START GIVEN RECORDS

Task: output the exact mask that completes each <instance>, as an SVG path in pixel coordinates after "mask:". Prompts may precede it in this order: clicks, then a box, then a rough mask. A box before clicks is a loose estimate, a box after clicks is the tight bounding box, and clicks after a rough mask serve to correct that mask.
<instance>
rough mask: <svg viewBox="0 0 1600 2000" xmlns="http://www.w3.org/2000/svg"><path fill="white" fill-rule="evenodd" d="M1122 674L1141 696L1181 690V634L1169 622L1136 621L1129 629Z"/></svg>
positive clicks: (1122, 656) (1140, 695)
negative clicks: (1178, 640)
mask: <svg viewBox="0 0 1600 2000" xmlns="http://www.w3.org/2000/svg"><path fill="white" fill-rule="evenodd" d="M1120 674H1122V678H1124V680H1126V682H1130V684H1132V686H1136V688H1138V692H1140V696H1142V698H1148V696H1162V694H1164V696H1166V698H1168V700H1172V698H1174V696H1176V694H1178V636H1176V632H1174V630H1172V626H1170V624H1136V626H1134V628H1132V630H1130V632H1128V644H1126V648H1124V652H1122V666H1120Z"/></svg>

END GIVEN RECORDS

[WORK ITEM] Reproduce each line of the items above verbatim, with no changes of any kind.

[EXERCISE OUTPUT]
Task: output the exact mask that completes each <instance>, as an SVG path in pixel coordinates after "mask:". Prompts may precede it in this order: clicks, then a box, then a rough mask. A box before clicks is a loose estimate, a box after clicks is the tight bounding box, and clicks after a rough mask serve to correct that mask.
<instance>
rough mask: <svg viewBox="0 0 1600 2000" xmlns="http://www.w3.org/2000/svg"><path fill="white" fill-rule="evenodd" d="M1122 674L1141 696L1181 690V634L1169 622L1136 621L1129 629Z"/></svg>
positive clicks: (1122, 656) (1140, 695)
negative clicks: (1178, 640)
mask: <svg viewBox="0 0 1600 2000" xmlns="http://www.w3.org/2000/svg"><path fill="white" fill-rule="evenodd" d="M1120 674H1122V678H1124V680H1126V682H1130V684H1132V686H1136V688H1138V692H1140V696H1142V698H1148V696H1162V694H1164V696H1166V698H1168V700H1172V698H1174V696H1176V694H1178V636H1176V632H1174V630H1172V626H1170V624H1136V626H1134V628H1132V630H1130V632H1128V644H1126V648H1124V652H1122V666H1120Z"/></svg>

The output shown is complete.